- **Do this**
Copy every line of the rows below that contains the word "cross".

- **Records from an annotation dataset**
■ ■ ■ ■

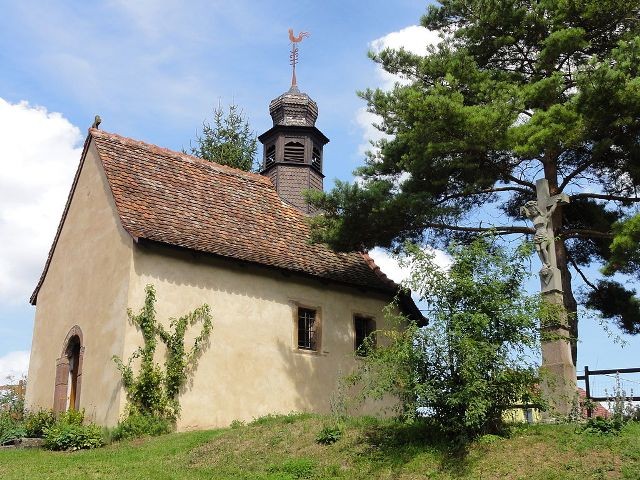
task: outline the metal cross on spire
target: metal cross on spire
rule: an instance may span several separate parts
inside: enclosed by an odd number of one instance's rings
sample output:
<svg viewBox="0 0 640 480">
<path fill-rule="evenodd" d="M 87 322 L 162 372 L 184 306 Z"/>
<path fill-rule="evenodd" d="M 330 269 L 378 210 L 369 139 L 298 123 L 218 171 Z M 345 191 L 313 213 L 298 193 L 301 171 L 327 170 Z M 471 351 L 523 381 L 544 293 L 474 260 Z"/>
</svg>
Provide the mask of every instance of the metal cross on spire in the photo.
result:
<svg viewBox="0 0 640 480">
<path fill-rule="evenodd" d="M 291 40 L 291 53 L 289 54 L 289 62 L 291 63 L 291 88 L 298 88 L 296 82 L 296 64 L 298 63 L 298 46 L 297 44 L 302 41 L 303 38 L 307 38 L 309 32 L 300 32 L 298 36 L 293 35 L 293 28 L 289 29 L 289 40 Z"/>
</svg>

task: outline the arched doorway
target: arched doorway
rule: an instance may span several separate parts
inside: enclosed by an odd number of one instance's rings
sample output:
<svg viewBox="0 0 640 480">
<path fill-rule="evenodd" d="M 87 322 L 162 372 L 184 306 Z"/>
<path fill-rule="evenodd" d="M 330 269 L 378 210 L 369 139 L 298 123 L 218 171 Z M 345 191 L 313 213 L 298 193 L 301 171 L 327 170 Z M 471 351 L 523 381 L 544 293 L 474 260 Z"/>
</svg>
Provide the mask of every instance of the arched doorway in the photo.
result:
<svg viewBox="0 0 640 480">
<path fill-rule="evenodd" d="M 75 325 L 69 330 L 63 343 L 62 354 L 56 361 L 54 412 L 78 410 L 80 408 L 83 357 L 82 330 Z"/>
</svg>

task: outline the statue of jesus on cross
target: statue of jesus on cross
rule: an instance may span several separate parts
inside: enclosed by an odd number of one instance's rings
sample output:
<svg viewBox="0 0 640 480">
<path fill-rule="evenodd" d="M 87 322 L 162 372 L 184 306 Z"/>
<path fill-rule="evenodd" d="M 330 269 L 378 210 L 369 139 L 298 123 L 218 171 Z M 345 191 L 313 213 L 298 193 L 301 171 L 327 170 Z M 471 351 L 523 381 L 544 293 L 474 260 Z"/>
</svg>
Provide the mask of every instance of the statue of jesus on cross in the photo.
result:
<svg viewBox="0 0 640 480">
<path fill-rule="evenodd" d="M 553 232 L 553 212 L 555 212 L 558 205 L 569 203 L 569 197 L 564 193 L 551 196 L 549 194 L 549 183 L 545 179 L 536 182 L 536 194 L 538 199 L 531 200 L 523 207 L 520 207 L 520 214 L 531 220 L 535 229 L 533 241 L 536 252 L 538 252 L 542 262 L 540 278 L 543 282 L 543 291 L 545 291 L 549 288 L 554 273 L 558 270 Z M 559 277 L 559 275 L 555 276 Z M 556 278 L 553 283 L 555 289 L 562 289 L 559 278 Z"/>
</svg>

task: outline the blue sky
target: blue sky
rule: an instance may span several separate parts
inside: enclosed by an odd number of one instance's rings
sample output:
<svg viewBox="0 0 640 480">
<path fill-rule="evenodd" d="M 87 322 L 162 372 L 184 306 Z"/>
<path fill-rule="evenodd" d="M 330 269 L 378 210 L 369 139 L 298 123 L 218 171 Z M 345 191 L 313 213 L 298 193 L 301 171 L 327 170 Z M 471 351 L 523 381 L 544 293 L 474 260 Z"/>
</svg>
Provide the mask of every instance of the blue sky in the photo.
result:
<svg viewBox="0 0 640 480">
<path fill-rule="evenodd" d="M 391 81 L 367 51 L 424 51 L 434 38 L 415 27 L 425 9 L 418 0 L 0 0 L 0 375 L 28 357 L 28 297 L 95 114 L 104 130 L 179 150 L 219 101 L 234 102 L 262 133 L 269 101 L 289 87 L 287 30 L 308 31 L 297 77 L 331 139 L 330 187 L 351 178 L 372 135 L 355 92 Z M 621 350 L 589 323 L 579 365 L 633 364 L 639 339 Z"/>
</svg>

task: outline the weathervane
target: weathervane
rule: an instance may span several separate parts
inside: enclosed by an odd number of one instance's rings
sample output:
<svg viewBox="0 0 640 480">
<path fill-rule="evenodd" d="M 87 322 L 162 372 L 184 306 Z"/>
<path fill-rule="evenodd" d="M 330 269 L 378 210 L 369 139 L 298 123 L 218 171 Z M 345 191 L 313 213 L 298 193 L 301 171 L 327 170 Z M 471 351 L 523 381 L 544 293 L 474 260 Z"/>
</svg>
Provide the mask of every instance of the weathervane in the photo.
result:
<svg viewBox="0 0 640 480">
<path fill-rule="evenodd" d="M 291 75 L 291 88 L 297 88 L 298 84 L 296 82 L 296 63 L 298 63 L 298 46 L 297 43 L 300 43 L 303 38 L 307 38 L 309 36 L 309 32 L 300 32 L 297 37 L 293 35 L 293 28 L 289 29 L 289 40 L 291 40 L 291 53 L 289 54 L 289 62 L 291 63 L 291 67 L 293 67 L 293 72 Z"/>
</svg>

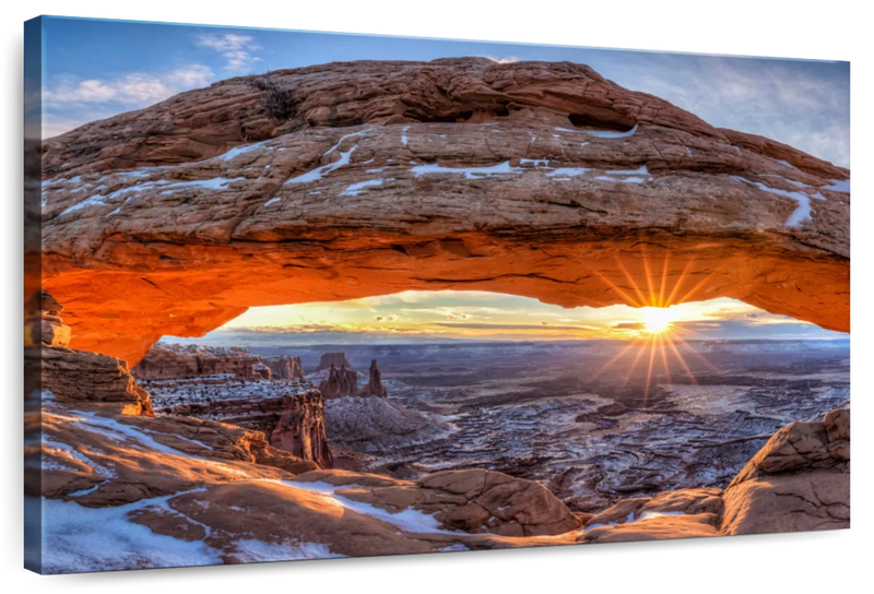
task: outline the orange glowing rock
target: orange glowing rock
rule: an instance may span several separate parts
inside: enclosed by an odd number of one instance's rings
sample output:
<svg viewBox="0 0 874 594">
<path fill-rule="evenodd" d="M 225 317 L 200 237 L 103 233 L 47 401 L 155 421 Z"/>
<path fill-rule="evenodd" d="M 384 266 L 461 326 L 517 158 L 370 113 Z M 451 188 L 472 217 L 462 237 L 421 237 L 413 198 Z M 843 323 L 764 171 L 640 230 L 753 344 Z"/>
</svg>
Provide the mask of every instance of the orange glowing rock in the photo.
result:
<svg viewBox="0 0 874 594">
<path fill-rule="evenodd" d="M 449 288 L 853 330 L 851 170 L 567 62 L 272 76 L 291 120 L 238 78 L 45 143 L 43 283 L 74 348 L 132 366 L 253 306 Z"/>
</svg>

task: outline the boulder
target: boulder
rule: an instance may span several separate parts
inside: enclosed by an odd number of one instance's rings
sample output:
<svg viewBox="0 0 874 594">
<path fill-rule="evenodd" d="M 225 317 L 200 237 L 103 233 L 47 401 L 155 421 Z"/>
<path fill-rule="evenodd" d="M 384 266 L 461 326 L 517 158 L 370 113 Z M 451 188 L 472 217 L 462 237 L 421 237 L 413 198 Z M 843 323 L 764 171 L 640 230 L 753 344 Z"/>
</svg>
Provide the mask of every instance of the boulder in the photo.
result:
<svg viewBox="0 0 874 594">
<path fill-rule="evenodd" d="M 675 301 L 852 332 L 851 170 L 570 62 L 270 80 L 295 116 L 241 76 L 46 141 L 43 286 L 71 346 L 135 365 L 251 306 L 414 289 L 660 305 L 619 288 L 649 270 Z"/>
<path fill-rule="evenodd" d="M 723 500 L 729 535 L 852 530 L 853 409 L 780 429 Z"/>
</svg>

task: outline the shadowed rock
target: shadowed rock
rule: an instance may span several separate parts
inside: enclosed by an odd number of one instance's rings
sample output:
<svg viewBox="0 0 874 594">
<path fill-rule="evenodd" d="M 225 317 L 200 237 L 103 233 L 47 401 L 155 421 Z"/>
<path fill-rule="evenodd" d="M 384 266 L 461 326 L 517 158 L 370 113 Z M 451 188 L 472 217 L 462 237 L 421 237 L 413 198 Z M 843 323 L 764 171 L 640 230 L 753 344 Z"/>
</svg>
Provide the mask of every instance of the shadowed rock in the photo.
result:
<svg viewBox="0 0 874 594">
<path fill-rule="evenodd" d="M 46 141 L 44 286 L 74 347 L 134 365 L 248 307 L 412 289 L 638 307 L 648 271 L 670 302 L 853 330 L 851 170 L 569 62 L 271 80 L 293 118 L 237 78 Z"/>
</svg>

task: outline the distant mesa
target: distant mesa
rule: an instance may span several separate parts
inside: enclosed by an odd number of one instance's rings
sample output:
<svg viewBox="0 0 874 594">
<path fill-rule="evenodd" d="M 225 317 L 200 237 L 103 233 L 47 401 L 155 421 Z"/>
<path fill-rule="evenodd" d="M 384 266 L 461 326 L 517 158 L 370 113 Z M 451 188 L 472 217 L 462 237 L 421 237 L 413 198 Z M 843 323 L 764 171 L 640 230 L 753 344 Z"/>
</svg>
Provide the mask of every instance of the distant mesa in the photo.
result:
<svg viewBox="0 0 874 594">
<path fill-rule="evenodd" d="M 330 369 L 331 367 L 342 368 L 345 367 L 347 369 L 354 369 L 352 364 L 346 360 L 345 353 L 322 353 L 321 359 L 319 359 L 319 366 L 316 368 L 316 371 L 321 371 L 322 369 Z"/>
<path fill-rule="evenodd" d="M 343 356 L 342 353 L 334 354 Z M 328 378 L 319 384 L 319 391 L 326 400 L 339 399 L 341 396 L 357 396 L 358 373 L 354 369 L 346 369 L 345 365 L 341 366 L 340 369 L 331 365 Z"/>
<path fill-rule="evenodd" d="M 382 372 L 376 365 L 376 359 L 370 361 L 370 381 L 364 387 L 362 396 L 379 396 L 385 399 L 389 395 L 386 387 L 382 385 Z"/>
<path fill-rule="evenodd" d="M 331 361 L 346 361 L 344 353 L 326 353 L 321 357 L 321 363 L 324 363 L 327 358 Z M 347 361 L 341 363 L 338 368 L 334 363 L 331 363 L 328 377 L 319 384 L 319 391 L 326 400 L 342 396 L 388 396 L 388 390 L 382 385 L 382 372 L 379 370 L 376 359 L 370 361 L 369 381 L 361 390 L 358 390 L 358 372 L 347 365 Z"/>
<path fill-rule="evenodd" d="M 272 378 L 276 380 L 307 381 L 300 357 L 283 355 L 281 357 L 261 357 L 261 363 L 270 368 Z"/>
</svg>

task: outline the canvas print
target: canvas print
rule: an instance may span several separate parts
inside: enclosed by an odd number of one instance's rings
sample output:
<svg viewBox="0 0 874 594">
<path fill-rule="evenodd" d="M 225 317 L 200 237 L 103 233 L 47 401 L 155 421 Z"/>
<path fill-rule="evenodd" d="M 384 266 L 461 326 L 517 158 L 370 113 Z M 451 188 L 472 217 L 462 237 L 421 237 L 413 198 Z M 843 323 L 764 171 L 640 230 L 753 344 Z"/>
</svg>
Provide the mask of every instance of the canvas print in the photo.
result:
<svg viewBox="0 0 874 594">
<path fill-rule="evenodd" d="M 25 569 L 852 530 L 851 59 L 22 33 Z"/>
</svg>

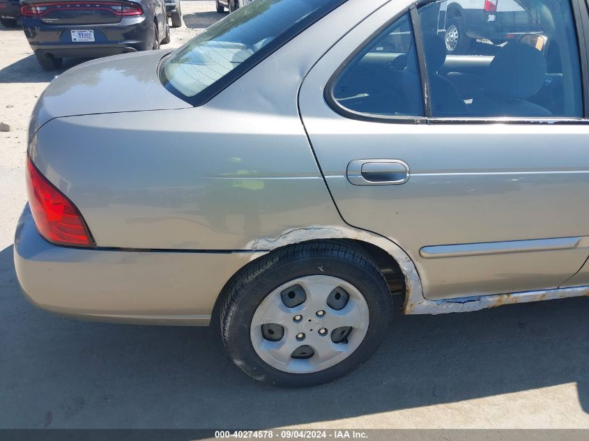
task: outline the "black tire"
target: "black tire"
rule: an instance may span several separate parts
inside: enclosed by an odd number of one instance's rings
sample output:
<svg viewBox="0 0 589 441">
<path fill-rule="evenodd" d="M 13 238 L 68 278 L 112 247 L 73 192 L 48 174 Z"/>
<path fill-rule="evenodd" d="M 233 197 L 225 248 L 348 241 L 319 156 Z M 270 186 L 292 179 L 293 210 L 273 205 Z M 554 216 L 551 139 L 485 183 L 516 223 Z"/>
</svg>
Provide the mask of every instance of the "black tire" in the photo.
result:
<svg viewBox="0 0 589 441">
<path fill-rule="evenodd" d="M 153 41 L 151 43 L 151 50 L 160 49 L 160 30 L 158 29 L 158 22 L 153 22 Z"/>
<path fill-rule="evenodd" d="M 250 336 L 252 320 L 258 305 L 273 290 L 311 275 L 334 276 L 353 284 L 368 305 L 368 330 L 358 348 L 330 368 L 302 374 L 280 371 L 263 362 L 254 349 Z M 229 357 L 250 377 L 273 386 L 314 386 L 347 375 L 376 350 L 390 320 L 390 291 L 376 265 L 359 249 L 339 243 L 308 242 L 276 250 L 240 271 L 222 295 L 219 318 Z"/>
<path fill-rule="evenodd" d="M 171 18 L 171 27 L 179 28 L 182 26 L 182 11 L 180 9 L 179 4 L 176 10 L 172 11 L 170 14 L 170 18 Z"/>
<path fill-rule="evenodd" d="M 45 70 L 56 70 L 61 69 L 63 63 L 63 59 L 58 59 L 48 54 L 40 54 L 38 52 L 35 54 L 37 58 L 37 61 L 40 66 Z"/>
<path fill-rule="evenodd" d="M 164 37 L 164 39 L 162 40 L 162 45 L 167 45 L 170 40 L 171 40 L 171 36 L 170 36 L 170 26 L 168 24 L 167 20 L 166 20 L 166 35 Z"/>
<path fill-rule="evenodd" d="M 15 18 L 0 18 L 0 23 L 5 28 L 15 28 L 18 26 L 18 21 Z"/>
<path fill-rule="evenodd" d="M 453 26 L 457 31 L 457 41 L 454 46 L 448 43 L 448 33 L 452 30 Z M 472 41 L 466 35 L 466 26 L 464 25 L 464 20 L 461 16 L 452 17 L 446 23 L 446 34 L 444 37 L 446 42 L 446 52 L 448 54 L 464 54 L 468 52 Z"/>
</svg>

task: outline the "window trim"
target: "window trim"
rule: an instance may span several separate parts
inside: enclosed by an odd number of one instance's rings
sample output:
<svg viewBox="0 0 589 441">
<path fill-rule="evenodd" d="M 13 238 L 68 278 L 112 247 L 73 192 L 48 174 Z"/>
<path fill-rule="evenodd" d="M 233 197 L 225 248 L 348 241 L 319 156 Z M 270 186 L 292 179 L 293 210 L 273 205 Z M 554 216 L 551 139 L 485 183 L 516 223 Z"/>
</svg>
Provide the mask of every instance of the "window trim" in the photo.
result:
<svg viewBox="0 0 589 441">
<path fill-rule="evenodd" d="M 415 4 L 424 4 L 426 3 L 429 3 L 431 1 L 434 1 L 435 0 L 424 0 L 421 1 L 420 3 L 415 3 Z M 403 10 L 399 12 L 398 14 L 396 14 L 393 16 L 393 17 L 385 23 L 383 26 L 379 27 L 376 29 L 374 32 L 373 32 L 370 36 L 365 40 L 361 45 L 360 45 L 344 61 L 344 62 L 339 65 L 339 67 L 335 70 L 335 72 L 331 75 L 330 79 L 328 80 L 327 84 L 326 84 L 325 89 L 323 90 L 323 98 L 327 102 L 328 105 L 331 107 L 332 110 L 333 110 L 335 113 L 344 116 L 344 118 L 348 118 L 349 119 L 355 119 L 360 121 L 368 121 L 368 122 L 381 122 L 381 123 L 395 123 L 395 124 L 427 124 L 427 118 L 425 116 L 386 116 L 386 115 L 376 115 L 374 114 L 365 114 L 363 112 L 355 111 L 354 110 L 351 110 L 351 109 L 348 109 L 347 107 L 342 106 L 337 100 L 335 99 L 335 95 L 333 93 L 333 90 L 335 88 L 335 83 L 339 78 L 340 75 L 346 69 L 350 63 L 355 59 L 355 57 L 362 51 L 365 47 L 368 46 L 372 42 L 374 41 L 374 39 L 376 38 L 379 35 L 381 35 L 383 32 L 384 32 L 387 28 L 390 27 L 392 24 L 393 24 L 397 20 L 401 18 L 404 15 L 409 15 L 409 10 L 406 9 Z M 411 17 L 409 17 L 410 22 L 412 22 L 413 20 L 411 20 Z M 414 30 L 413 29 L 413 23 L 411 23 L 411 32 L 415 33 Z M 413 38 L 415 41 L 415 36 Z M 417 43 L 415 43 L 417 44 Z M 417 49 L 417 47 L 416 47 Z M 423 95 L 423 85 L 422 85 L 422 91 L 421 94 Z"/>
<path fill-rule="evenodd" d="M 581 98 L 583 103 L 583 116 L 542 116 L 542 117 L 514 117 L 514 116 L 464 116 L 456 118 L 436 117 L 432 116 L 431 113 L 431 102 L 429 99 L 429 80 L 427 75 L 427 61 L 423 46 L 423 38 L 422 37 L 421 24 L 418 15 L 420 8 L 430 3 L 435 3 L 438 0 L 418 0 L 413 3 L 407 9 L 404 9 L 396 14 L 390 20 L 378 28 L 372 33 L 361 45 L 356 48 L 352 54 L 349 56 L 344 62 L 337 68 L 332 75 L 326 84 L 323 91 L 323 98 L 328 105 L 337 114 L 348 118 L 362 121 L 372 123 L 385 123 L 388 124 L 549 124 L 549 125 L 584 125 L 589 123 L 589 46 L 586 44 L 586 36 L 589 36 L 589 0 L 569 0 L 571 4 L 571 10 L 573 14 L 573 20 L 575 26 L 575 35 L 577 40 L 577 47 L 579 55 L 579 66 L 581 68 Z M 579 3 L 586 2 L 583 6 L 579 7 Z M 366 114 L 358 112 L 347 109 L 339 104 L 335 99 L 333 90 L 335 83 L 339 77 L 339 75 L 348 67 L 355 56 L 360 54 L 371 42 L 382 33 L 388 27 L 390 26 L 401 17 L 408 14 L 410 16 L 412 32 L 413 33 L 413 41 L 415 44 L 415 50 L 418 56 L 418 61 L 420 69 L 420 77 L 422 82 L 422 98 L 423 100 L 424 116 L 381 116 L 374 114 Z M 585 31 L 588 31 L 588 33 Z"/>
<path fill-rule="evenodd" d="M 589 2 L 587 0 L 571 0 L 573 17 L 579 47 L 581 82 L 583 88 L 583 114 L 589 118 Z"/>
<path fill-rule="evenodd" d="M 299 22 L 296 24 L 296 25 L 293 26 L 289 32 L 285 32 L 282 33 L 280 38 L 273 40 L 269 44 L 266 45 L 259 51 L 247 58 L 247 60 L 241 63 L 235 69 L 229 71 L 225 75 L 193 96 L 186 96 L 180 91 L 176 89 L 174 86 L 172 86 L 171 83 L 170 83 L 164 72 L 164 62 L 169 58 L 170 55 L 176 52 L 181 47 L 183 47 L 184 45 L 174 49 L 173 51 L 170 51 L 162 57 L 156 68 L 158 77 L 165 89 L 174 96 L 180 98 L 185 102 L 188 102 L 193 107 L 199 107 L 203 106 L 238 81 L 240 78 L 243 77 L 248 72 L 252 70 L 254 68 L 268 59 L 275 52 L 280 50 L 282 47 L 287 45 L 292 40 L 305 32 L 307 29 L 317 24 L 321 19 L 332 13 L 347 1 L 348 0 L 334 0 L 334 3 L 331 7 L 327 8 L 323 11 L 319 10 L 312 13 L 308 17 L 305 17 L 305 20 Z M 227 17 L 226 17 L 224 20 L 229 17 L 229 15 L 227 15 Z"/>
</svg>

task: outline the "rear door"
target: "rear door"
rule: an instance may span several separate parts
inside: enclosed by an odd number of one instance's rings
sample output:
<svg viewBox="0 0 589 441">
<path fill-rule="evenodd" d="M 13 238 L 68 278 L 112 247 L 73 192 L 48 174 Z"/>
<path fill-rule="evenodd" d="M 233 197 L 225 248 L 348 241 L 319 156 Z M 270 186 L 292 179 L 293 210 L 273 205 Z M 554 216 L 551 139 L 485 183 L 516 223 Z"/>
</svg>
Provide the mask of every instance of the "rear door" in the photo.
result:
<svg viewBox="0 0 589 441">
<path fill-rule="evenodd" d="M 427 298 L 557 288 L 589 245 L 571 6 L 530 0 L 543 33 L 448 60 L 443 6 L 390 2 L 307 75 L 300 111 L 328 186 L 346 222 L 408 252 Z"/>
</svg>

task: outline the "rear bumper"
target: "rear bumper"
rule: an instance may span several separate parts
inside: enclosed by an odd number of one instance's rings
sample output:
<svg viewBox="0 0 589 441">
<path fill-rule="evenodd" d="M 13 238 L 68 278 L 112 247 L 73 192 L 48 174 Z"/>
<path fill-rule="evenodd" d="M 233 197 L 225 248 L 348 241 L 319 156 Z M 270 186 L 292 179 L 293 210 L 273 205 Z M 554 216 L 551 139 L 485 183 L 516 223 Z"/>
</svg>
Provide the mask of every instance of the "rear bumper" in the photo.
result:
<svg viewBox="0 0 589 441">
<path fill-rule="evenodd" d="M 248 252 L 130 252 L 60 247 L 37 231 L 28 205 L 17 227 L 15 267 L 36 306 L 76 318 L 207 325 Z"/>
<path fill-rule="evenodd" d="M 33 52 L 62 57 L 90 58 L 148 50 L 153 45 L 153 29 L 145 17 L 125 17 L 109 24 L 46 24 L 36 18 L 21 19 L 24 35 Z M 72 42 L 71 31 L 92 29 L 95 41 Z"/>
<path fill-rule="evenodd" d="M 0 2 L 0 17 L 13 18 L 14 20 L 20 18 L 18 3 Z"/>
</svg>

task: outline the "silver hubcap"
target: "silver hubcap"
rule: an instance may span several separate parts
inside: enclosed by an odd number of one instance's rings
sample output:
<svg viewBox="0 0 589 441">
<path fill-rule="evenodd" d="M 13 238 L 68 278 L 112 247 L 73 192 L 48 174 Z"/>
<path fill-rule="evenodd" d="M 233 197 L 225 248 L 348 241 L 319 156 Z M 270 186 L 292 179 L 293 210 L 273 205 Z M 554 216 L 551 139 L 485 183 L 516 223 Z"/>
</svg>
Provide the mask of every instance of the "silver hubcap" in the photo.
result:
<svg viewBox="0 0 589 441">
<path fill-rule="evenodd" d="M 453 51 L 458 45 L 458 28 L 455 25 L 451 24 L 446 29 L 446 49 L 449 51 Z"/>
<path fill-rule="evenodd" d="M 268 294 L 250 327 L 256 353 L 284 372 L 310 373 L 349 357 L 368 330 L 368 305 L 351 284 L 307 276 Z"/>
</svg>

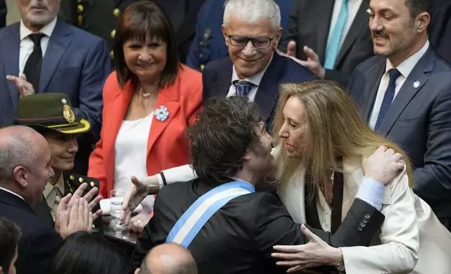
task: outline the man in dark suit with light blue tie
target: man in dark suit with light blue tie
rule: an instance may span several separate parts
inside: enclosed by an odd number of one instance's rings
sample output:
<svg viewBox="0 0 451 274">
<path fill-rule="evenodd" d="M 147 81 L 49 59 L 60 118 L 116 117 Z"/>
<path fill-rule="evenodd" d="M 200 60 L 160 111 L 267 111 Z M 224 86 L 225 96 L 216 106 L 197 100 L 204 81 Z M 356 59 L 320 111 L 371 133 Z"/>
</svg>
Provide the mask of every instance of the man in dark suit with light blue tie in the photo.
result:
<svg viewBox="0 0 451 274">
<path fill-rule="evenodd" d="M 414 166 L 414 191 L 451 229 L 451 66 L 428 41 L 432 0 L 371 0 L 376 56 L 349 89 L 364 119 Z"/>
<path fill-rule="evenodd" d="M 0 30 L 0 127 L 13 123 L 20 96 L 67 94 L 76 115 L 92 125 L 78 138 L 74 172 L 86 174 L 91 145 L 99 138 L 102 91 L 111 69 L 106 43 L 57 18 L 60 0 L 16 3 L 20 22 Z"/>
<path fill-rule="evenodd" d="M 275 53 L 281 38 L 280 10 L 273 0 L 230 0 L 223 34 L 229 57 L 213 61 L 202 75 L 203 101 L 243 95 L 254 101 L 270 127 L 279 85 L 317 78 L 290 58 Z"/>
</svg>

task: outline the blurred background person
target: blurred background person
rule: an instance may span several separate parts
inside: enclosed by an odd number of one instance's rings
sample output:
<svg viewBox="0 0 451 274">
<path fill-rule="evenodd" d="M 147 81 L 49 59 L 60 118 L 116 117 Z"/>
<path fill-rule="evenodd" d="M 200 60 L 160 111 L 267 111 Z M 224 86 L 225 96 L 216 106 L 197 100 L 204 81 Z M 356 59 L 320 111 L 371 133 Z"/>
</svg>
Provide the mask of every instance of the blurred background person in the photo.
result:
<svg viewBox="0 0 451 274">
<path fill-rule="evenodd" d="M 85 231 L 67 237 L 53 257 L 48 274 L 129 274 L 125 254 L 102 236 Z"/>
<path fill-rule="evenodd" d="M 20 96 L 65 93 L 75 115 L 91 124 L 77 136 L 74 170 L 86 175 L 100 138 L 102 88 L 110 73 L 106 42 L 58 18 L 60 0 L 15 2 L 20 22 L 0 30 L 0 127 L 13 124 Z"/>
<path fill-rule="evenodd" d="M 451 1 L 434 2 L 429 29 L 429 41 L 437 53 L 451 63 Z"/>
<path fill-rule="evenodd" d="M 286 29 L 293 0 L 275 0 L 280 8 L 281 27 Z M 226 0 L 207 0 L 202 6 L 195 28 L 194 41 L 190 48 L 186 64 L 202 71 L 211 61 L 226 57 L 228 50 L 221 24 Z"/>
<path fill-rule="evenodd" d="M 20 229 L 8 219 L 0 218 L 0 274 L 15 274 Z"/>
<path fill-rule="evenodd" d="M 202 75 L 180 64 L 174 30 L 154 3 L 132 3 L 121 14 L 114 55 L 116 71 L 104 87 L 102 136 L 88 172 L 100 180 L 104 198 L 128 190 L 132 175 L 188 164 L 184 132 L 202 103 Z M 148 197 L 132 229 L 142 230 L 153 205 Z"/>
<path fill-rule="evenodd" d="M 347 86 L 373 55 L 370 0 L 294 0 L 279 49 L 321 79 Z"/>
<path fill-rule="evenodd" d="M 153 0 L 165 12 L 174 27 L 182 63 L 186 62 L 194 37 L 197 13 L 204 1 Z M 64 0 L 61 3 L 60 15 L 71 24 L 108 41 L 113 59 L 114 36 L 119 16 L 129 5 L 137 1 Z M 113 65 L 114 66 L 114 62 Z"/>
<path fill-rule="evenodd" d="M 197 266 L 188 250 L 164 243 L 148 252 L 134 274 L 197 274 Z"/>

■ ■ ■ ■

- **The response**
task: outline the metal cross on spire
target: metal cross on spire
Provide the mask of every instance of the metal cross on spire in the photo.
task: outline the statue of jesus on cross
target: statue of jesus on cross
Provide the mask of every instance of the statue of jesus on cross in the photo.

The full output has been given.